**Stated task**
Convert the material, from the line holding "Provide one point per instance of the green herb" through the last line, inclusive, into a Markdown table with the columns Entry and Content. Each line goes in its own numbered row; leave out blank lines and the pictures.

**Record extracts**
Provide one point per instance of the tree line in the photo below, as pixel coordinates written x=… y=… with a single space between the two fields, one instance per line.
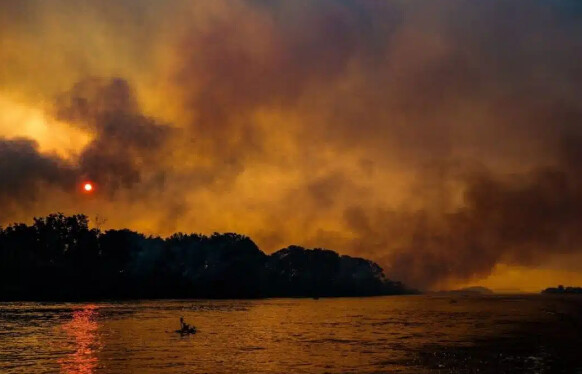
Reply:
x=60 y=257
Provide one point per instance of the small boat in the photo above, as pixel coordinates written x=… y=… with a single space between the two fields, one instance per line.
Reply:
x=186 y=329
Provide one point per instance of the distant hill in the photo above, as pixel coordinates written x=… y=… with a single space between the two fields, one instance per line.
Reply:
x=59 y=257
x=563 y=290
x=476 y=290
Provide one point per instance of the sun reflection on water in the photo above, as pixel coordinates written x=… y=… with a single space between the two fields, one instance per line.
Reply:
x=82 y=330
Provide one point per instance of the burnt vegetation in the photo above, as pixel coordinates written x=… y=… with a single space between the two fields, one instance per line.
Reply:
x=60 y=257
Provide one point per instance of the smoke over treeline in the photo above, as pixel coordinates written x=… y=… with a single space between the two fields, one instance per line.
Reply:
x=60 y=258
x=440 y=139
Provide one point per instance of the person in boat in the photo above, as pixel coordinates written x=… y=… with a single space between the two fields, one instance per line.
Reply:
x=186 y=328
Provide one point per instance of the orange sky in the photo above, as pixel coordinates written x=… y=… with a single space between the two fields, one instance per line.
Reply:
x=439 y=140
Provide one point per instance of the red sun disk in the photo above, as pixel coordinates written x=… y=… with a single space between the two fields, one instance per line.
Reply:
x=88 y=187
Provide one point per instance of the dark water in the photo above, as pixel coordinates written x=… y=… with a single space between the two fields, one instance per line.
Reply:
x=402 y=334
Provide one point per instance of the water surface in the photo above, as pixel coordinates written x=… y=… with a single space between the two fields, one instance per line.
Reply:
x=399 y=334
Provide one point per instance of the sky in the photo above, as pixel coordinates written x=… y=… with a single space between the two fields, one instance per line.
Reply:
x=442 y=139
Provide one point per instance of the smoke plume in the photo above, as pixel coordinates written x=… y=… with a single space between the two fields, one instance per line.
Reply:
x=439 y=139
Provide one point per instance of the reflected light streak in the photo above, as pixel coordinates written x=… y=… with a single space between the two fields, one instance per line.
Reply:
x=82 y=330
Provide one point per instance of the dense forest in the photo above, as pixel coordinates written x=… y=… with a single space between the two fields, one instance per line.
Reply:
x=563 y=290
x=60 y=257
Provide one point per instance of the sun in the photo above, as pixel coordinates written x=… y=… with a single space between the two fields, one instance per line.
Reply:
x=88 y=187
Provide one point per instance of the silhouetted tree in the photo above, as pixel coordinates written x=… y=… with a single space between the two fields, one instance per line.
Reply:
x=60 y=257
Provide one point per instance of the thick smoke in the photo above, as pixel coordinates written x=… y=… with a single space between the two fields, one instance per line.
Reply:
x=441 y=139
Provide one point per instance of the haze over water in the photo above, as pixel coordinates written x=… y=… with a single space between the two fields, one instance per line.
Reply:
x=400 y=334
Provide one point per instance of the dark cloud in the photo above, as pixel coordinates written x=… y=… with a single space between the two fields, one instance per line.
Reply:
x=25 y=173
x=126 y=143
x=471 y=110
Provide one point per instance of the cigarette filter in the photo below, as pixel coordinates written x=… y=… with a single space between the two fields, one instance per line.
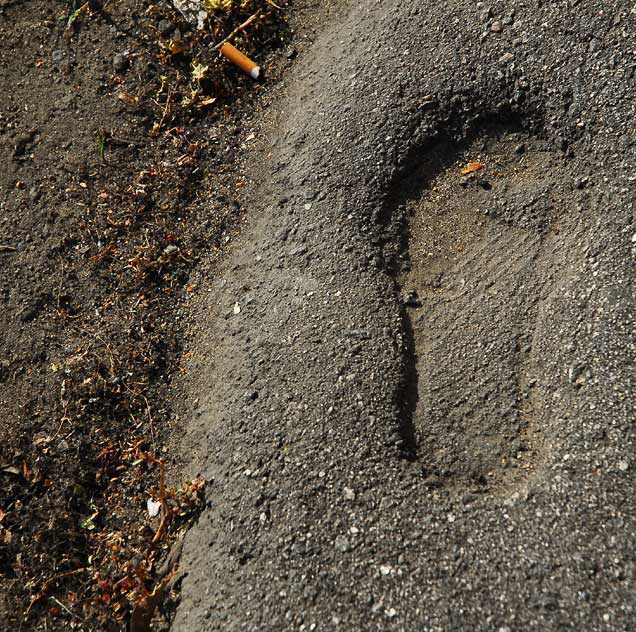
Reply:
x=243 y=62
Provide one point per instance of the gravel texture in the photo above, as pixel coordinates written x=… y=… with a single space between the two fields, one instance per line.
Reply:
x=462 y=459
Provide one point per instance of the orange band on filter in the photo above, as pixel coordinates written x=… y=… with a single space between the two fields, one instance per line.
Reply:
x=243 y=62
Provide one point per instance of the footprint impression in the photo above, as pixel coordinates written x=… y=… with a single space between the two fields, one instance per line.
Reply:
x=484 y=251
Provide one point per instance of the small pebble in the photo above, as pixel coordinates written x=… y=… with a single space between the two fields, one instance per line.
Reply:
x=349 y=494
x=342 y=544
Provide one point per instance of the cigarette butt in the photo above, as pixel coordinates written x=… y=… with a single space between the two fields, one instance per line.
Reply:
x=243 y=62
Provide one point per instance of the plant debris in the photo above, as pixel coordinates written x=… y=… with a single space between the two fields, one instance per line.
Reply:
x=87 y=513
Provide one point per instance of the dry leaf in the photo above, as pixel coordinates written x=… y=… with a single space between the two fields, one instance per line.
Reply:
x=471 y=167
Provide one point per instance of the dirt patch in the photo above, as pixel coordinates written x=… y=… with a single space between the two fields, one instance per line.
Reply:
x=484 y=250
x=119 y=133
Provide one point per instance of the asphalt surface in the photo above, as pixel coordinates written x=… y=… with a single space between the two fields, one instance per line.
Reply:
x=420 y=410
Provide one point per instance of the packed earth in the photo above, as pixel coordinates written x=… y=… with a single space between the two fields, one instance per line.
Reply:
x=348 y=347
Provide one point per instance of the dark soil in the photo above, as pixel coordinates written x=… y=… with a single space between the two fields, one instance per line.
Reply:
x=120 y=173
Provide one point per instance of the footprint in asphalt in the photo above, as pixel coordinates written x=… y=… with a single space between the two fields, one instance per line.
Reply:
x=483 y=253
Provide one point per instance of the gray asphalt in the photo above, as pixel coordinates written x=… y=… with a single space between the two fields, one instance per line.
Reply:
x=464 y=461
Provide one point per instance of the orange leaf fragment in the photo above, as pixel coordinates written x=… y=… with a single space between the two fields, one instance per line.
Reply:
x=471 y=167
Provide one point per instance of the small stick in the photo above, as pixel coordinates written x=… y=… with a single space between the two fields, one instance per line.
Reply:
x=166 y=513
x=242 y=61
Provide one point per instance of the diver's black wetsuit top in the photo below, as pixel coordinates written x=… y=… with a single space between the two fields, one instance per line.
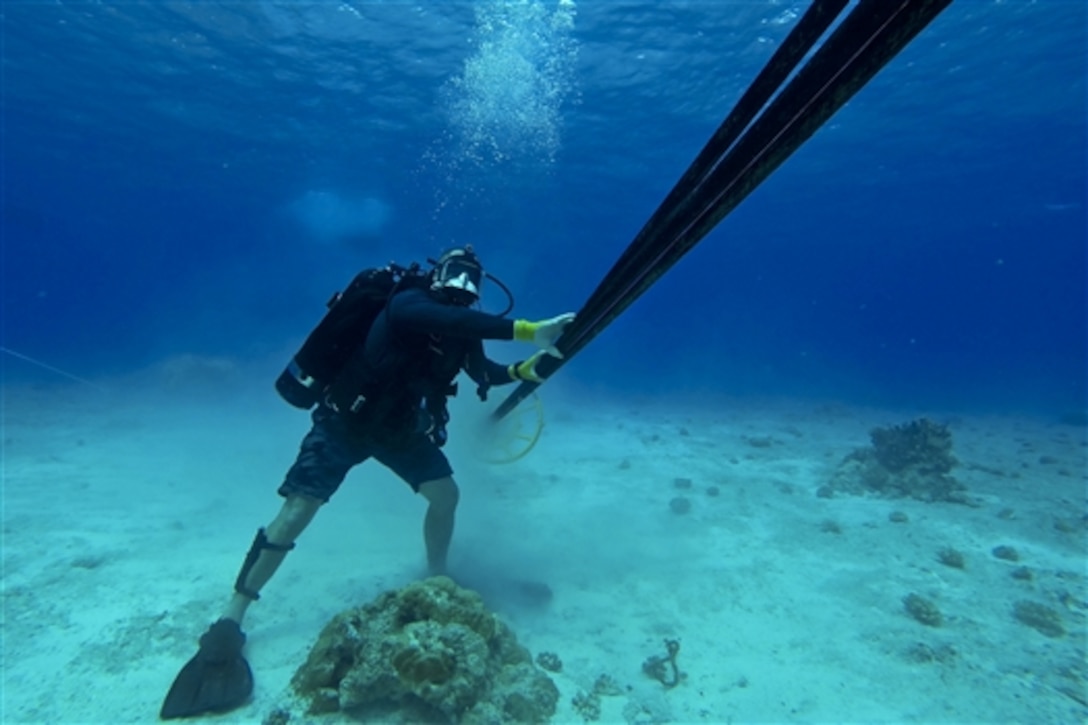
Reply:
x=416 y=347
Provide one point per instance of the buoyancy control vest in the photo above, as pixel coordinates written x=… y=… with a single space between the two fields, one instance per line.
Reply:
x=322 y=358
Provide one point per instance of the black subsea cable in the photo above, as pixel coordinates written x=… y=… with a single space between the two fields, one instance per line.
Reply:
x=866 y=40
x=796 y=45
x=832 y=76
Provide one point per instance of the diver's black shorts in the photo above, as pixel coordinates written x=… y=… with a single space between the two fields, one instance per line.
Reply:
x=334 y=445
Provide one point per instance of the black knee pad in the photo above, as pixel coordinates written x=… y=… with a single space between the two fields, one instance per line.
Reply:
x=260 y=543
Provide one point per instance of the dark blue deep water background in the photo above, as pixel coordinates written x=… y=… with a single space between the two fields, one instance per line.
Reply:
x=196 y=179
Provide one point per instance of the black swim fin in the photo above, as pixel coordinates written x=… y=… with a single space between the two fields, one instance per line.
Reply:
x=217 y=679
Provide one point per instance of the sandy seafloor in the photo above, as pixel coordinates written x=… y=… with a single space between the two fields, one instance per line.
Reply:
x=127 y=512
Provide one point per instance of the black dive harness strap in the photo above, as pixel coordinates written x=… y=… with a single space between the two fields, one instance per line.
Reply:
x=743 y=152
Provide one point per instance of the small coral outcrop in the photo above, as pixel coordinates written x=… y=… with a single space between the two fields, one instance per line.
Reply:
x=912 y=461
x=430 y=651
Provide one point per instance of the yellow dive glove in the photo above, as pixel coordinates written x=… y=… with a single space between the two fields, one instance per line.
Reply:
x=526 y=370
x=544 y=333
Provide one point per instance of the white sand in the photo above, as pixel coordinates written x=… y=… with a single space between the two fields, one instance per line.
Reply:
x=126 y=516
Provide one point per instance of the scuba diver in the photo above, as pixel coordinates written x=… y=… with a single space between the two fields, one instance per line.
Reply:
x=387 y=403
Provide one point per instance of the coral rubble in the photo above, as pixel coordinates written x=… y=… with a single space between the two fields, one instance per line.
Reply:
x=910 y=461
x=429 y=651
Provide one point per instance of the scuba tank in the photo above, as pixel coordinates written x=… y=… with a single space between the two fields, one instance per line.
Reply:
x=345 y=326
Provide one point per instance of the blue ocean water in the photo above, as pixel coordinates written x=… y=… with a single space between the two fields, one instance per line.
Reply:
x=197 y=177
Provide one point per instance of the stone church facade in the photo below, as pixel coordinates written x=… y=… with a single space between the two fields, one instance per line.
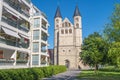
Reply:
x=68 y=40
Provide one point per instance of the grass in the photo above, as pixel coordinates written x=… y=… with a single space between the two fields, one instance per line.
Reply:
x=102 y=74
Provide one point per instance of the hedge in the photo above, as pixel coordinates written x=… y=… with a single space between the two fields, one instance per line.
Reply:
x=35 y=73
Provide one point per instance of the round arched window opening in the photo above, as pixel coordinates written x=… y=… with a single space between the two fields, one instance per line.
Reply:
x=66 y=31
x=77 y=25
x=62 y=31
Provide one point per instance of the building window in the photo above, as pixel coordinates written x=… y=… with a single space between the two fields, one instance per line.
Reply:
x=66 y=31
x=70 y=31
x=77 y=25
x=62 y=31
x=35 y=59
x=36 y=35
x=63 y=25
x=36 y=22
x=36 y=47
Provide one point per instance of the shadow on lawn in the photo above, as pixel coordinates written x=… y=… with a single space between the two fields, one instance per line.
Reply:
x=102 y=74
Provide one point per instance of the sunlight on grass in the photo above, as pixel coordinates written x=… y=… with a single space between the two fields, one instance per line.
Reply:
x=99 y=75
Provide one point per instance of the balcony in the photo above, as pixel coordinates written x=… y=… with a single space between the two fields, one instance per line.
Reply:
x=15 y=24
x=17 y=7
x=44 y=27
x=8 y=42
x=23 y=28
x=6 y=61
x=9 y=21
x=15 y=44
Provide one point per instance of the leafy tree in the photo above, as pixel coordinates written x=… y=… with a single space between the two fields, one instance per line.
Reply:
x=93 y=50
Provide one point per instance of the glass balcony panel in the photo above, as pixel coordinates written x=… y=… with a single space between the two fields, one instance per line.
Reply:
x=9 y=21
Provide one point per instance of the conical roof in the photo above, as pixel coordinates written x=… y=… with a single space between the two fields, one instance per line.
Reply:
x=58 y=13
x=76 y=12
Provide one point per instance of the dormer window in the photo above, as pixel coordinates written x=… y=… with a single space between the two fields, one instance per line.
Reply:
x=66 y=31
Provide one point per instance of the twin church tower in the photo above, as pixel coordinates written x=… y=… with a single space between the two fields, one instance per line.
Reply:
x=67 y=40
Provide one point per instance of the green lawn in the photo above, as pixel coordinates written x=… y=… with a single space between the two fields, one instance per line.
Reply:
x=104 y=74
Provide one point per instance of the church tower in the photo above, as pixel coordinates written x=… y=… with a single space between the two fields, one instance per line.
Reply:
x=67 y=40
x=57 y=22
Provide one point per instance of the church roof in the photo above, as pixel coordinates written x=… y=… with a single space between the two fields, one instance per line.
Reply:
x=58 y=13
x=76 y=12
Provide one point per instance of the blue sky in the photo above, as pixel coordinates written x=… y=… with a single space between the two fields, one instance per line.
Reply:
x=95 y=13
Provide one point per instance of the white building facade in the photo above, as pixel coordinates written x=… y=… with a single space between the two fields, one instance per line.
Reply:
x=23 y=33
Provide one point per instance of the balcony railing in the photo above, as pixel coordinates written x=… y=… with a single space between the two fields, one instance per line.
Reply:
x=21 y=61
x=10 y=22
x=15 y=24
x=44 y=27
x=44 y=38
x=23 y=28
x=12 y=43
x=6 y=62
x=17 y=8
x=43 y=50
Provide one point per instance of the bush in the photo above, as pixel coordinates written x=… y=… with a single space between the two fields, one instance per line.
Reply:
x=35 y=73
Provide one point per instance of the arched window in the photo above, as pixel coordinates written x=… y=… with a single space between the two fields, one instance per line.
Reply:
x=70 y=31
x=69 y=25
x=57 y=21
x=57 y=26
x=66 y=31
x=65 y=24
x=62 y=31
x=77 y=25
x=77 y=19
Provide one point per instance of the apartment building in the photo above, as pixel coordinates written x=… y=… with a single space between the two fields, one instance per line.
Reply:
x=23 y=35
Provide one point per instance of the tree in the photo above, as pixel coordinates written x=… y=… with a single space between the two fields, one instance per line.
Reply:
x=93 y=50
x=112 y=36
x=114 y=53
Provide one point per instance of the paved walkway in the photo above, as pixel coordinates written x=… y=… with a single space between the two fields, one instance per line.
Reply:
x=68 y=75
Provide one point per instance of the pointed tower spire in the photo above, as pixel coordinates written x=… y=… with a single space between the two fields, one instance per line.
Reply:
x=76 y=12
x=58 y=14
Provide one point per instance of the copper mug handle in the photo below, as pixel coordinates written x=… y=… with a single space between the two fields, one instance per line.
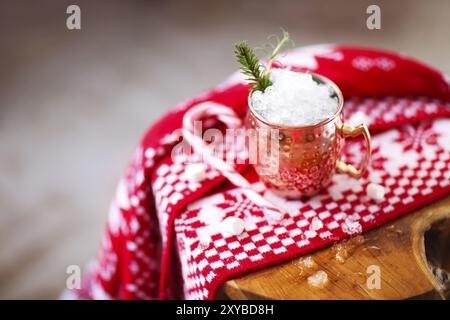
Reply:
x=348 y=131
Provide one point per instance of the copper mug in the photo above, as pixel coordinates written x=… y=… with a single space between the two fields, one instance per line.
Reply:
x=306 y=157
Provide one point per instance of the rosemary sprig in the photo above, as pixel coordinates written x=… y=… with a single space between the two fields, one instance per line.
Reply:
x=258 y=75
x=251 y=67
x=281 y=43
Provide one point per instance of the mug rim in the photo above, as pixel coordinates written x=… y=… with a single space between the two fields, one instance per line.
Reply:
x=315 y=76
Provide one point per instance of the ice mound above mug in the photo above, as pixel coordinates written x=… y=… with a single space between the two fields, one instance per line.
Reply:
x=294 y=99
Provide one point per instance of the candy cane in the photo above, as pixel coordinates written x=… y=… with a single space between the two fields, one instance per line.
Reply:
x=232 y=121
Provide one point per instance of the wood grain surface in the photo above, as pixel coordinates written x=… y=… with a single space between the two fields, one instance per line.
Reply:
x=397 y=248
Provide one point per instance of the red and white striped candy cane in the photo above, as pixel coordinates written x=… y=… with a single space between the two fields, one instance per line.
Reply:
x=232 y=121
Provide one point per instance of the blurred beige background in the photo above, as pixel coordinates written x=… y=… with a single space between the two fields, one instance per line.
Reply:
x=73 y=104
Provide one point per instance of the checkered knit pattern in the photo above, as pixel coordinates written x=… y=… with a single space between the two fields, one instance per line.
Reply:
x=152 y=247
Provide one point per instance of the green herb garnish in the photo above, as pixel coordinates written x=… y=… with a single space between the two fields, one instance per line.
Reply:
x=258 y=75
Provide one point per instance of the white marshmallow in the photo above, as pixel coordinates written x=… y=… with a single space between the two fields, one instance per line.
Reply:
x=375 y=191
x=233 y=226
x=195 y=172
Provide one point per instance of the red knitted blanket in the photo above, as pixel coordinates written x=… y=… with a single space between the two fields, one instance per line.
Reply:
x=151 y=246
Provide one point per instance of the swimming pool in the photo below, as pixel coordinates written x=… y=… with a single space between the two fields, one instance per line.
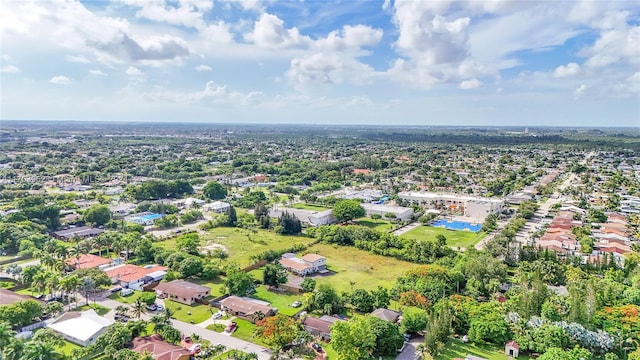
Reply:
x=457 y=225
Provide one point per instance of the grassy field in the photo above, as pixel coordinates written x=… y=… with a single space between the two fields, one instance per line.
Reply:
x=101 y=310
x=216 y=285
x=216 y=327
x=457 y=349
x=245 y=331
x=305 y=206
x=199 y=312
x=241 y=244
x=380 y=225
x=455 y=238
x=280 y=301
x=67 y=348
x=126 y=299
x=365 y=269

**Output below**
| Entry | Content |
|---|---|
| 1 | Provide one point per instance of the green herb garnish in the photo above, as pixel coordinates written x=… y=… with a single space between the two fields, one instance per line. |
| 2 | Reply: |
| 3 | x=258 y=75 |
| 4 | Provide one point per instance of the white marshmallow in the photo above, as pixel coordinates written x=… y=… with a single space between the two fields, one instance per line. |
| 5 | Reply: |
| 6 | x=375 y=191 |
| 7 | x=233 y=226 |
| 8 | x=195 y=172 |
| 9 | Provide one point per instance of the red knitted blanket in the photo above, as pixel coordinates written x=… y=… with a single space between the two fields, one instance per line. |
| 10 | Reply: |
| 11 | x=151 y=246 |
| 12 | Provide one point per instance of the swimming pool in the photo below, as pixel coordinates written x=… y=… with a single space between the two fields, one instance per line. |
| 13 | Reply: |
| 14 | x=457 y=225 |
| 15 | Provide one point per instance of the grassy field in the photo above, as pixel coordinates written x=… y=… with a single space between the two fields, one instance per line. |
| 16 | Reply: |
| 17 | x=101 y=310 |
| 18 | x=216 y=285 |
| 19 | x=216 y=327 |
| 20 | x=457 y=349 |
| 21 | x=245 y=331 |
| 22 | x=305 y=206 |
| 23 | x=199 y=312 |
| 24 | x=241 y=244 |
| 25 | x=380 y=225 |
| 26 | x=455 y=238 |
| 27 | x=280 y=301 |
| 28 | x=67 y=348 |
| 29 | x=126 y=299 |
| 30 | x=365 y=269 |